→ **Reading text**:
New Method For Transforming Plastic Waste into Valuable Carbon Nanomaterials

Using synchrotron technology, common plastics could be transformed into powerful single-atom catalysts, capable of boosting clean energy and water purification.

A new study has shown that plastics could be transformed into valuable carbon nanomaterials, rather than being discarded, potentially helping to solve energy and environmental challenges. 

Long-lasting, hard to recycle, and increasingly polluting our land and seas, plastics are one of the most enduring waste challenges globally. 

A research team based at Adelaide University has demonstrated a universal and scalable method to upcycle common plastics, including polyester, polyvinyl chloride, polyethylene, and polypropylene into single-atom catalysts (SACs). Their findings have been published in Nature Communications. 

These sophisticated materials feature metal atoms that are anchored and isolated in a graphene substrate, which enhances their efficiency in chemical reactions. SACs derived from plastic waste exhibited remarkable performance in breaking down various micropollutants in water and advancing clean-energy technologies, including batteries and fuel cells.

At ANSTO’s Australian Synchrotron in Melbourne, researchers used X-ray Absorption Spectroscopy to investigate the atomic-scale structure of the catalysts. The findings confirmed that the metals did not aggregate into nanoparticles but were instead distributed as single atoms, chemically bound in the carbon framework in an optimal coordination environment: the key to the outstanding performance.

This project highlights how advanced characterization at the Synchrotron enables breakthroughs in sustainability. By revealing the atomic structure of these new catalysts, we helped the team understand why they work so well and how to scale the method. The XAS technique is a uniquely powerful tool in studies like these, because it can clearly distinguish between nanoparticles and truly single-atom sites, and we are seeing a surge in demand from researchers worldwide working in this area.

→ **Records shown**:

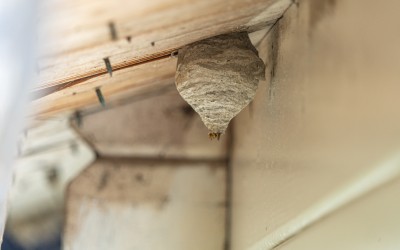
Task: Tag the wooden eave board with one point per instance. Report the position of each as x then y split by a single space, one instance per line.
79 38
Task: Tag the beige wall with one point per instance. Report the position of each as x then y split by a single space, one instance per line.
327 114
158 184
146 205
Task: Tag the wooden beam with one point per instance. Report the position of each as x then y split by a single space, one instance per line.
123 84
131 33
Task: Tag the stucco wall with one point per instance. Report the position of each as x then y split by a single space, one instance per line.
326 114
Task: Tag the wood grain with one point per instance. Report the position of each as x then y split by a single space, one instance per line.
75 37
81 35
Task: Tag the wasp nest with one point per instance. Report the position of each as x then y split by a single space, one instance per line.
218 77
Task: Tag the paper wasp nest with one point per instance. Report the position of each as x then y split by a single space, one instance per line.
218 77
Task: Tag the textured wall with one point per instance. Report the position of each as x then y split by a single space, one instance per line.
327 113
150 205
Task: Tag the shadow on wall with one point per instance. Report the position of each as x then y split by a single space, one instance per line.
10 244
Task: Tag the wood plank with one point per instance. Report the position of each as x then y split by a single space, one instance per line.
124 84
79 50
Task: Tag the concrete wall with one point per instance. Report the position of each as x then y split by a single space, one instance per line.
159 182
327 114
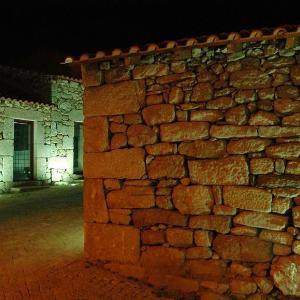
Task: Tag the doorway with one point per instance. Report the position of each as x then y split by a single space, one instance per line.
78 148
23 150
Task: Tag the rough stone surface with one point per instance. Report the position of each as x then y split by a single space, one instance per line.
96 134
105 100
237 115
203 149
286 274
261 165
232 131
159 114
220 224
125 163
261 220
206 115
179 237
278 131
250 79
193 200
263 118
161 149
170 166
247 145
202 92
184 131
131 197
283 238
232 170
112 242
202 268
154 216
243 248
284 150
140 135
143 71
95 209
249 198
274 181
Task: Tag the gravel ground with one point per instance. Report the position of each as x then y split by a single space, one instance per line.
41 243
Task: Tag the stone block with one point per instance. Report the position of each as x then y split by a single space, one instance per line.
170 166
179 237
105 100
293 120
277 181
247 145
284 150
220 224
161 149
96 134
207 115
203 238
151 237
149 70
232 131
198 252
131 197
184 131
286 106
296 216
94 204
203 149
159 114
278 131
263 118
242 248
279 237
232 170
154 216
249 198
250 79
202 92
112 242
206 269
262 165
140 135
261 220
193 200
121 163
221 103
243 287
237 115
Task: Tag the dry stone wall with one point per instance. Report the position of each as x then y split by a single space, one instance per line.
53 129
192 172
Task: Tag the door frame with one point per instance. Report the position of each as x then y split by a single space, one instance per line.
21 121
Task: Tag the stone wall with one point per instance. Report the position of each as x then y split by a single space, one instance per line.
53 131
192 169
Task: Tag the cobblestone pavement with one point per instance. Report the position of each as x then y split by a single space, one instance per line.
41 240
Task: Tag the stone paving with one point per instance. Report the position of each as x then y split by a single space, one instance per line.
41 241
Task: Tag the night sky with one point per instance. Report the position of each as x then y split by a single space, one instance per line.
39 35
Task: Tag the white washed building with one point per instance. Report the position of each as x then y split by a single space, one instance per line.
41 139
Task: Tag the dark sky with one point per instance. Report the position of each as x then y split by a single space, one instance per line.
38 35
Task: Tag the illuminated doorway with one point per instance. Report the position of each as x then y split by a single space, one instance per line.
23 150
78 148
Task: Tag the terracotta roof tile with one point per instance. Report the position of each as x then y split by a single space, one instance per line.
244 35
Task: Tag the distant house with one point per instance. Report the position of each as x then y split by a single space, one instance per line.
41 136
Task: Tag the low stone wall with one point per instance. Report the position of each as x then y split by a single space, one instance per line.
53 131
192 169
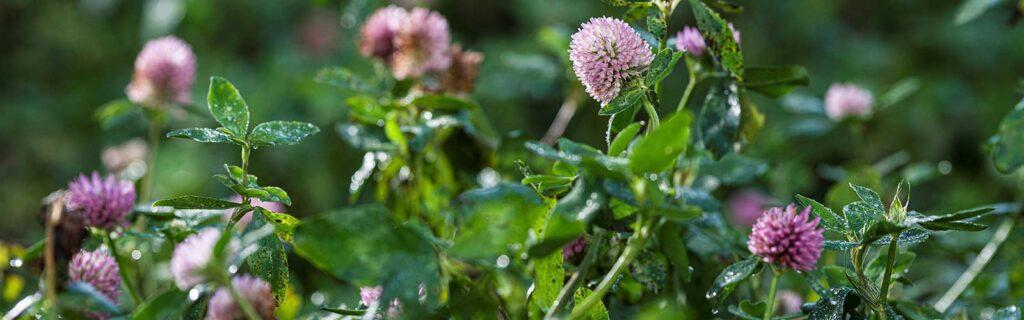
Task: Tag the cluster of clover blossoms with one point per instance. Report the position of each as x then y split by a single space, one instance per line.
417 43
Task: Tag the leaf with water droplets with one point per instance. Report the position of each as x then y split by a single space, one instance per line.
657 151
730 277
201 134
227 107
494 219
570 215
282 132
841 302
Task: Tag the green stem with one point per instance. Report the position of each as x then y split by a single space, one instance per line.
770 309
986 254
689 87
244 304
631 251
887 278
569 289
151 161
120 260
649 108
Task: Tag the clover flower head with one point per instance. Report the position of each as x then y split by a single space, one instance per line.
845 99
785 238
98 269
254 290
745 207
379 32
461 77
573 248
606 52
189 260
735 33
102 202
165 71
690 41
421 45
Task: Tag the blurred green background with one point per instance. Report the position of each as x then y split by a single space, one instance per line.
61 59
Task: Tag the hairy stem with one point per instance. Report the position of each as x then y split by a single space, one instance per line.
887 278
244 304
565 113
631 251
122 264
565 295
770 309
689 86
151 162
649 108
986 254
56 209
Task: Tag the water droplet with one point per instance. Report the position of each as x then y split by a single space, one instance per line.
316 298
502 262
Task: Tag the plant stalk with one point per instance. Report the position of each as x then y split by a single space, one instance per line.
689 86
631 251
568 290
986 254
120 260
887 279
649 108
770 309
244 304
151 162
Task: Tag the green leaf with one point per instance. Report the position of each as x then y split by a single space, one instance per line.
598 312
720 118
365 246
624 138
880 229
343 78
275 194
734 168
663 65
1007 147
775 81
549 279
624 102
719 37
443 103
495 219
972 9
1009 313
164 306
114 112
657 151
269 262
841 302
282 132
655 25
570 215
393 131
829 219
960 226
730 277
196 202
227 107
284 224
365 138
201 134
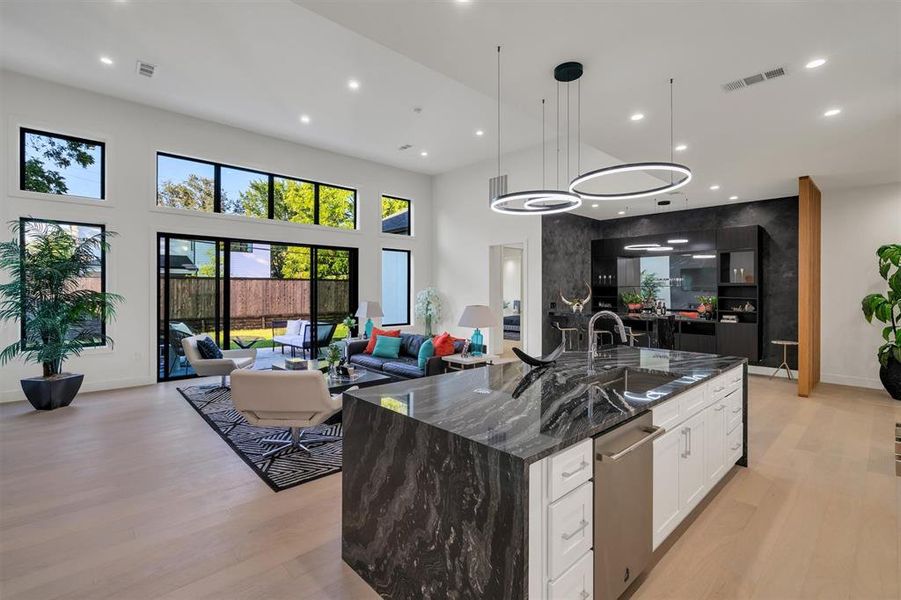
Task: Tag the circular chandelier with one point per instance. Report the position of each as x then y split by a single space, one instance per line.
576 186
671 168
532 202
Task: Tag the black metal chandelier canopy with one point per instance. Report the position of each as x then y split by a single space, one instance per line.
543 201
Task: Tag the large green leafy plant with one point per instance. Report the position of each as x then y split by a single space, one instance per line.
46 291
886 308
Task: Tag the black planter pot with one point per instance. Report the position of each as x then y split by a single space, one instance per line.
891 378
47 393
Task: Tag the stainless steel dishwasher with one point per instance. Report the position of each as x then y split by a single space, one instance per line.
623 495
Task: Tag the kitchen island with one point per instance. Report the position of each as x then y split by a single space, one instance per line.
458 486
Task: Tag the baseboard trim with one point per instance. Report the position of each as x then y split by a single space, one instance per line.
852 380
768 371
16 395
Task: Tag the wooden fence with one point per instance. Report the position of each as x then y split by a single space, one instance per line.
257 301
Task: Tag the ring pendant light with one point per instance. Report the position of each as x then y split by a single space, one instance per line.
530 202
666 167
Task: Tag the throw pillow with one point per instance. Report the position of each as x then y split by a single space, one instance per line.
376 332
444 344
208 348
426 351
387 347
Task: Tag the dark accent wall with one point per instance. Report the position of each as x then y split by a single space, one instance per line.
566 258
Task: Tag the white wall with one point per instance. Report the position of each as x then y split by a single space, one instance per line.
133 134
855 223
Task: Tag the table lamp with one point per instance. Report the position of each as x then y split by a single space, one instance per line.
367 310
476 315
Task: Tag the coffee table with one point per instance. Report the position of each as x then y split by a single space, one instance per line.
337 384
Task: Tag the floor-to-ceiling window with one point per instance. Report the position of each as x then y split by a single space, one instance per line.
242 292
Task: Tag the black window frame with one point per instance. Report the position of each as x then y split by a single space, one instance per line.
23 131
22 222
217 186
409 254
409 213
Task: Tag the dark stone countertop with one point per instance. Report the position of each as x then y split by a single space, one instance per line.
530 415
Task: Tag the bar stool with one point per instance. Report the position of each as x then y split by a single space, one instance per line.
566 334
785 344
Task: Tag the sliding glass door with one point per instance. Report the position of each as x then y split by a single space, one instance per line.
243 293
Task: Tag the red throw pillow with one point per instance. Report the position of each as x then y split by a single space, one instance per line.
376 332
444 344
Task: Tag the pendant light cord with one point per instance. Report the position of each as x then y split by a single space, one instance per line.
498 111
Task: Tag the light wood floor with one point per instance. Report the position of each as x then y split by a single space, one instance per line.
129 494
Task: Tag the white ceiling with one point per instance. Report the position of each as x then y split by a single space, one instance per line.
260 65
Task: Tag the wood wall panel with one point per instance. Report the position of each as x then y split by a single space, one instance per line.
809 226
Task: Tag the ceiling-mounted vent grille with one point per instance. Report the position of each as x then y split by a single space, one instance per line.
146 69
753 79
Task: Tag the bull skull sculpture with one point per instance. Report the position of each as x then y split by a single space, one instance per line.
577 305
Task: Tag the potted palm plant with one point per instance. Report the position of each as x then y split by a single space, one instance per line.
47 266
886 308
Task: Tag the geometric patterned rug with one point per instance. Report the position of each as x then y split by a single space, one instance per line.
282 470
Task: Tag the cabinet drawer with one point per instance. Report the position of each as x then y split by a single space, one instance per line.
568 469
569 529
693 401
733 404
734 450
668 414
576 583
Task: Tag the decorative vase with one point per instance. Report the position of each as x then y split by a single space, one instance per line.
48 393
890 375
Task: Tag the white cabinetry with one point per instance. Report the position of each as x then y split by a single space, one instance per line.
704 439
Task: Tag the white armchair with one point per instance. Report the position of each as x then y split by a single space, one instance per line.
297 400
231 360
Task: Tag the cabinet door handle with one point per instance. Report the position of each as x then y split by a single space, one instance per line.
574 471
582 525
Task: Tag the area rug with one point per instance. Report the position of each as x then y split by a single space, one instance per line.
282 470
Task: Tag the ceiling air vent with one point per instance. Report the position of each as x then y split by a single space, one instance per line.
146 69
752 79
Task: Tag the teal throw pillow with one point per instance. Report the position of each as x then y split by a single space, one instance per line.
426 351
386 347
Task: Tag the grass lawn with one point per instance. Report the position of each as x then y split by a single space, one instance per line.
265 336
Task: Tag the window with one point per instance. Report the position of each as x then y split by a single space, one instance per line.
244 193
294 200
51 163
395 215
183 183
215 188
337 207
396 287
94 280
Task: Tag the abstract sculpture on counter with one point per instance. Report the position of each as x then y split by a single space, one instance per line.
577 305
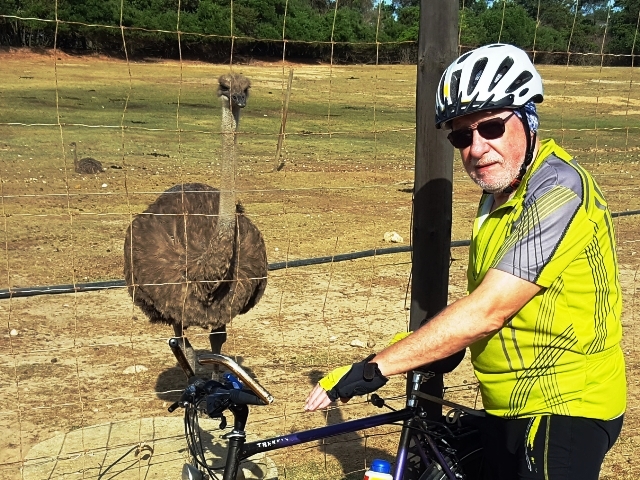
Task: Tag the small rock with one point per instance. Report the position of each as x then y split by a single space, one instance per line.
393 237
134 369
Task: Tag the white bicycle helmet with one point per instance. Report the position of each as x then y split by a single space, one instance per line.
490 77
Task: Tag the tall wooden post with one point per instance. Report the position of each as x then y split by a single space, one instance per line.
433 188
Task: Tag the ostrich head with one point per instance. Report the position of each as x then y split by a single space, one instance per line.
234 88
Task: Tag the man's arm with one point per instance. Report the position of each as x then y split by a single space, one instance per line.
469 319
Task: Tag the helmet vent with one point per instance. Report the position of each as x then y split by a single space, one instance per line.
502 70
476 73
455 84
464 57
523 78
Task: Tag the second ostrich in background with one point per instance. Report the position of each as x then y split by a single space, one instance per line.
85 165
192 257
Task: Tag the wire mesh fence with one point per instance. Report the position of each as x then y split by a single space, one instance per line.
323 166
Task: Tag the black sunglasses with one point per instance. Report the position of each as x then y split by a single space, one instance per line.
489 129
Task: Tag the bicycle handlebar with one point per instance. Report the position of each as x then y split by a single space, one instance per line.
214 358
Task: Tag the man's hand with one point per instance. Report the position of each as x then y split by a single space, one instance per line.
346 382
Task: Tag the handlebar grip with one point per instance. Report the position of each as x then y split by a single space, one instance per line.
244 397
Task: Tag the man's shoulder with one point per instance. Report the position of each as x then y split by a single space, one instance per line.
556 172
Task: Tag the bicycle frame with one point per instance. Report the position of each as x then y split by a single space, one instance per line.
411 415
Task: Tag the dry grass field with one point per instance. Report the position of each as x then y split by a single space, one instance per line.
71 362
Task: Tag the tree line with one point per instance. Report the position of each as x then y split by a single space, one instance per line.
363 31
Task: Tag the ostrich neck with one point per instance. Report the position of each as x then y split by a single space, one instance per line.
230 120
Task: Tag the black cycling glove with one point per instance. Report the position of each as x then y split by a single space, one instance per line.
351 380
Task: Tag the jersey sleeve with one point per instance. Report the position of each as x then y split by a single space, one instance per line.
551 229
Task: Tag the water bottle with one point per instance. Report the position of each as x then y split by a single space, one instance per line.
379 470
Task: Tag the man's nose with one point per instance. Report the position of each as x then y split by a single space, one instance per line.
478 145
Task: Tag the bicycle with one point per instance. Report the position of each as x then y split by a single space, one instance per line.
444 449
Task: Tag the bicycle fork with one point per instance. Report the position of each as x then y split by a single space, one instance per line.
408 433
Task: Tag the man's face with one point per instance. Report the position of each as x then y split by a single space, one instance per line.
493 164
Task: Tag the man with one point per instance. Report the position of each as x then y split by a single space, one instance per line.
542 317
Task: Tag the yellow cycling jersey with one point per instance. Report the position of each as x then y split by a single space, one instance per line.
560 354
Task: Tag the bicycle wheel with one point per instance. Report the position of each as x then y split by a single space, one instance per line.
458 443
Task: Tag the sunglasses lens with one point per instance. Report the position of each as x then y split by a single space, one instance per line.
461 138
491 129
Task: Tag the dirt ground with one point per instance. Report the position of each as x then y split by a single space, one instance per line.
72 361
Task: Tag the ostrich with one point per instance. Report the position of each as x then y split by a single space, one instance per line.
85 165
193 257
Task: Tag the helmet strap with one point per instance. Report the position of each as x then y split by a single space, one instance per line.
528 156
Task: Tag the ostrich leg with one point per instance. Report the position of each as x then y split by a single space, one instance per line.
217 337
188 350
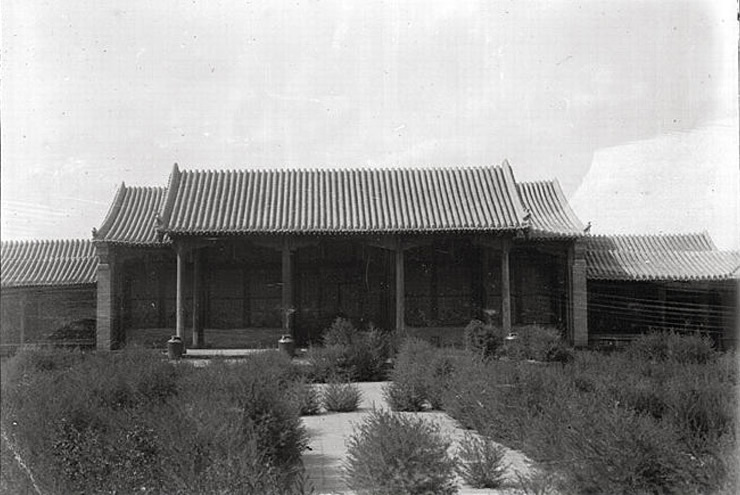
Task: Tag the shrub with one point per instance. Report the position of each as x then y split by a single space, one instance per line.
537 343
418 377
360 356
389 453
340 332
481 462
329 361
673 346
341 397
482 338
608 424
132 422
306 397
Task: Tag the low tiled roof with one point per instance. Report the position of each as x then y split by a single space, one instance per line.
660 257
132 216
47 263
653 242
342 201
551 215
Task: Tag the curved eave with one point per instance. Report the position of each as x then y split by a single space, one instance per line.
46 285
214 233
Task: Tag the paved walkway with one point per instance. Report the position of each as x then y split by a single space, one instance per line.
330 431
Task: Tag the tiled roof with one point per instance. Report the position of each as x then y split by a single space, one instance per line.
47 263
659 257
653 242
132 216
551 215
342 201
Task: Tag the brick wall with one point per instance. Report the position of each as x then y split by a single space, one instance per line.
46 310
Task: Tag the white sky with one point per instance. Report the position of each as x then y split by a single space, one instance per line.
94 93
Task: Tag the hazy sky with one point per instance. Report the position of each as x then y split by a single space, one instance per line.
94 93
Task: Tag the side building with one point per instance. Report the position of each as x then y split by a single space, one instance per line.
675 281
47 293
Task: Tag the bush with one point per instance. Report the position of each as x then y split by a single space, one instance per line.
347 352
341 397
306 397
608 424
418 377
326 362
484 339
389 453
537 343
133 422
672 346
481 462
340 332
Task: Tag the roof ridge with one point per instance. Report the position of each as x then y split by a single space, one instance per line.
113 210
385 168
659 234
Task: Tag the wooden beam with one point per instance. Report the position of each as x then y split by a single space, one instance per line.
198 337
180 295
400 288
505 287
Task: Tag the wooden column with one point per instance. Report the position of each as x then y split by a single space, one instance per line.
505 286
578 295
180 295
287 299
662 299
198 337
107 307
22 330
400 287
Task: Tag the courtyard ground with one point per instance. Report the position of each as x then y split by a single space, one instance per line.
330 431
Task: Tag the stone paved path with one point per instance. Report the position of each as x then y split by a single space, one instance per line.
329 432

→ **Set of tasks**:
A. Answer these about the plastic-waste article:
(i) At which university is the research team based?
(ii) In which journal were the team's findings published?
(iii) What technique did researchers use at ANSTO's Australian Synchrotron to study the catalysts' atomic-scale structure?
B. Print the plastic-waste article's text between "New Method For" and "waste challenges globally.", inclusive.
C. Carry the article on turning plastic waste into carbon nanomaterials on past its final sentence.
The material has no connection to the article on turning plastic waste into carbon nanomaterials.

→ **Replies**:
A.
(i) Adelaide University
(ii) Nature Communications
(iii) X-ray Absorption Spectroscopy

B.
New Method For Transforming Plastic Waste into Valuable Carbon Nanomaterials

Using synchrotron technology, common plastics could be transformed into powerful single-atom catalysts, capable of boosting clean energy and water purification.

A new study has shown that plastics could be transformed into valuable carbon nanomaterials, rather than being discarded, potentially helping to solve energy and environmental challenges. 

Long-lasting, hard to recycle, and increasingly polluting our land and seas, plastics are one of the most enduring waste challenges globally.

C.
Dr. Bernt Johannessen, Senior Scientist and Study Co-Author, ANSTO

First author Dr Shiying Ren added that their work proves that plastics can be a valuable resource for making advanced catalysts despite traditionally being considered an environmentally burdening waste product. They suggest the new approach provides a new opportunity for addressing plastic pollution and the demand for new materials.

What excites us the versatility of the method, it works across different plastics and mixtures, and produces advanced yet low-cost catalysts that can be applied in water purification, batteries, and beyond. The insights from synchrotron X-rays were essential in proving how the catalysts are structured and why they perform so well.

Xiaoguang Duan, Associate Professor and Study Lead Author, ANSTO

The study presents a powerful method for repurposing waste plastics into high-performance materials, promoting a circular economy and the development of next-generation clean technologies.

In contrast to many other recycling methods, this approach is effective across various plastics and their mixtures, yielding gram-scale outputs that indicate practical applicability.

The atomic insights enabled by ANSTO’s XAS Beamline were crucial in revealing this sustainable solution. By verifying that the metals existed as isolated single atoms, XAS delivered the necessary evidence to comprehend the effectiveness of these catalysts.

This is a great example of how our capabilities directly support high-impact sustainability research. The Adelaide group, led by Professor Shaobin Wang and A/Prof Xiaoguang Duan, are one of the most productive in the field, and our collaboration shows how synchrotron science can accelerate innovation in environmental and energy technologies.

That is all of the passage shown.